Written exercise A: Reproduce the stretch of the Homeland recap from "There are two" through "their Skype handle.", substituting "phone number" for "Skype handle".
Written exercise B: In the Homeland recap, list every character whose current state is described in the sentence that begins "Here is the state of Homeland as we know it".
Written exercise C: For each statement, say whether the Homeland recap agrees with it, and quote the words that decide it: (i) the episode ran 47 minutes; (ii) Dar Adal has to move every month; (iii) Brody interrupts Jessica and Mike.

Passage shown:
[start]

Carrie goes missing, Brody goes on another office treasure hunt, and Abu Nazir gets more than two lines in a row.

Poor Chris Brody just wants to finish this interminable game of Hearts. Photograph by Kent Smith for Showtime.

There are two universally acknowledged truths we can glean from tonight’s episode of Homeland. First, no good can come of Carrie Mathison listening to jazz (damn you, WETA). Second, no one should ever give Abu Nazir their Skype handle.

It does make you wonder, though—what are Abu Nazir’s social networking screennames? @WaldenSux? @Issa4Eva? Also, why does the Skype app never work that well on anyone else’s phone? But we digress. Here is the state of Homeland as we know it: Carrie is bananas-crazy-bonkers in a way that defies classification by the American Psychiatric Association, Galvez is invincible, Abu Nazir wants to go all Dalek and exterminate infidels, and Brody is kind of a badass.

Yes, this was an epic 47 minutes of television, and yes, it felt kind of like it was four hours long (but in a good way). From the minute Saul walked into Walt’s Waffles, things didn’t look good for anyone. Dar Adal, a man who has to move every two weeks because he has so many enemies all over the world, thinks Saul is “too sensitive,” and it’s a miracle he’s lasted this long as a spook what with all his namby-pamby ideas about not killing people sometimes. And Dar Adal misses the good old days of the Cold War, because back then the Soviets didn’t shoot us and we didn’t shoot them; not like this bunch, who’ll blow you up soon as look at you (and your beach houses and your organic foods, and your 401(k)s too, according to Abu Nazir).

In other words, Dar Adal is a Judi Dench fan. Meanwhile, Jessica and Mike are exchanging hot and heavy eye contact in the penthouse, and she’s telling him how not guilty she feels about all the sex they had. They start smooching, and it’s pretty awkward when they’re interrupted by Brody, who seems to figure out immediately EXACTLY what’s going on. Luckily, Jessica counters his accusatory eyebrow action by bringing up Carrie, who miraculously calls at exactly that moment.

[end]

[Dataset rows on where objects appear]

[start]

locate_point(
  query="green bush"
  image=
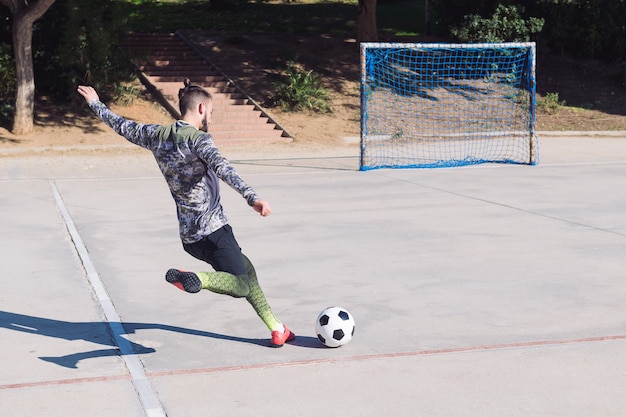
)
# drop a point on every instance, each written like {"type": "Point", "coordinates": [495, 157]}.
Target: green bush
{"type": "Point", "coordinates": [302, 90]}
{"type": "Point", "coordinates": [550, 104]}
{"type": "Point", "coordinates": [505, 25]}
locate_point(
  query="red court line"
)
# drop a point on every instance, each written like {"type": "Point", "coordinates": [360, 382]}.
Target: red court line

[end]
[start]

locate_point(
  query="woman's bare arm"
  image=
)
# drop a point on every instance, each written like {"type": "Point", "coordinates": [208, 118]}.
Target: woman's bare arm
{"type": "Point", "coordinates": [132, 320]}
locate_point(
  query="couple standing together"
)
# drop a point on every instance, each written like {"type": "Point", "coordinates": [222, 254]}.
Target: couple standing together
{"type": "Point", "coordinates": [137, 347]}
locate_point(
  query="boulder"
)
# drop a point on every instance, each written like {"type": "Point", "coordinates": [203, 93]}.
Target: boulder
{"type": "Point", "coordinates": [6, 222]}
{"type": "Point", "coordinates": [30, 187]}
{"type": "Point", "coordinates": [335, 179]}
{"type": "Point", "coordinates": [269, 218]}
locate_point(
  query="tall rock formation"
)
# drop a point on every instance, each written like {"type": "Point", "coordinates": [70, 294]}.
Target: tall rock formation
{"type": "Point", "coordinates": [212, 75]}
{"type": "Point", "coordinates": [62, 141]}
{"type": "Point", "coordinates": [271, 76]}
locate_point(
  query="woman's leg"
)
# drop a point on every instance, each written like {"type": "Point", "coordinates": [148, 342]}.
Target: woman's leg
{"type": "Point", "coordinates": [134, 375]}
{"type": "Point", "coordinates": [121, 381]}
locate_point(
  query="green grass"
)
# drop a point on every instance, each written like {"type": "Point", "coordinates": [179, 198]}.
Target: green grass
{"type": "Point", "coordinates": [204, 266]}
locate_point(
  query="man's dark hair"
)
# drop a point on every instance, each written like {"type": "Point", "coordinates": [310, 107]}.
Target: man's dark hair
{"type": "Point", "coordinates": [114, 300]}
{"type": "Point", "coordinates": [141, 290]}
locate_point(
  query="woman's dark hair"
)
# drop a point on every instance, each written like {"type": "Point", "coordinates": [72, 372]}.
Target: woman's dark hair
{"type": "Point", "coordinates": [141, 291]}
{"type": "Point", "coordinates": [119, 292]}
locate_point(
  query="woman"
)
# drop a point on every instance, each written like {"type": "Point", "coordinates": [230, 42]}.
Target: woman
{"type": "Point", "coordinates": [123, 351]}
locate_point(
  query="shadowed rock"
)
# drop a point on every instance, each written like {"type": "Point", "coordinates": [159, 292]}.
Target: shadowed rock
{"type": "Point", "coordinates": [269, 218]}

[end]
[start]

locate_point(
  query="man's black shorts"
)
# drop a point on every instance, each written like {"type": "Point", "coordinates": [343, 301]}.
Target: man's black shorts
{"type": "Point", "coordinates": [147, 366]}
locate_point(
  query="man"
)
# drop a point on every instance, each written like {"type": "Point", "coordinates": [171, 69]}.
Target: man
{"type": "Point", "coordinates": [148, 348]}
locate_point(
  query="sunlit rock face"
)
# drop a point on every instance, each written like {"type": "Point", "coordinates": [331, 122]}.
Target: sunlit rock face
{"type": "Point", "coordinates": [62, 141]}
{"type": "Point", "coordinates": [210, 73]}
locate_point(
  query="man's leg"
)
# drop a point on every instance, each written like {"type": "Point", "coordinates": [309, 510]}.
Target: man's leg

[end]

Expected answer A:
There are two universally acknowledged truths we can glean from tonight’s episode of Homeland. First, no good can come of Carrie Mathison listening to jazz (damn you, WETA). Second, no one should ever give Abu Nazir their phone number.

Expected answer B: Carrie, Galvez, Abu Nazir, Brody

Expected answer C:
(i) Yes: "this was an epic 47 minutes of television"
(ii) No: "a man who has to move every two weeks because he has so many enemies all over the world"
(iii) Yes: "it’s pretty awkward when they’re interrupted by Brody"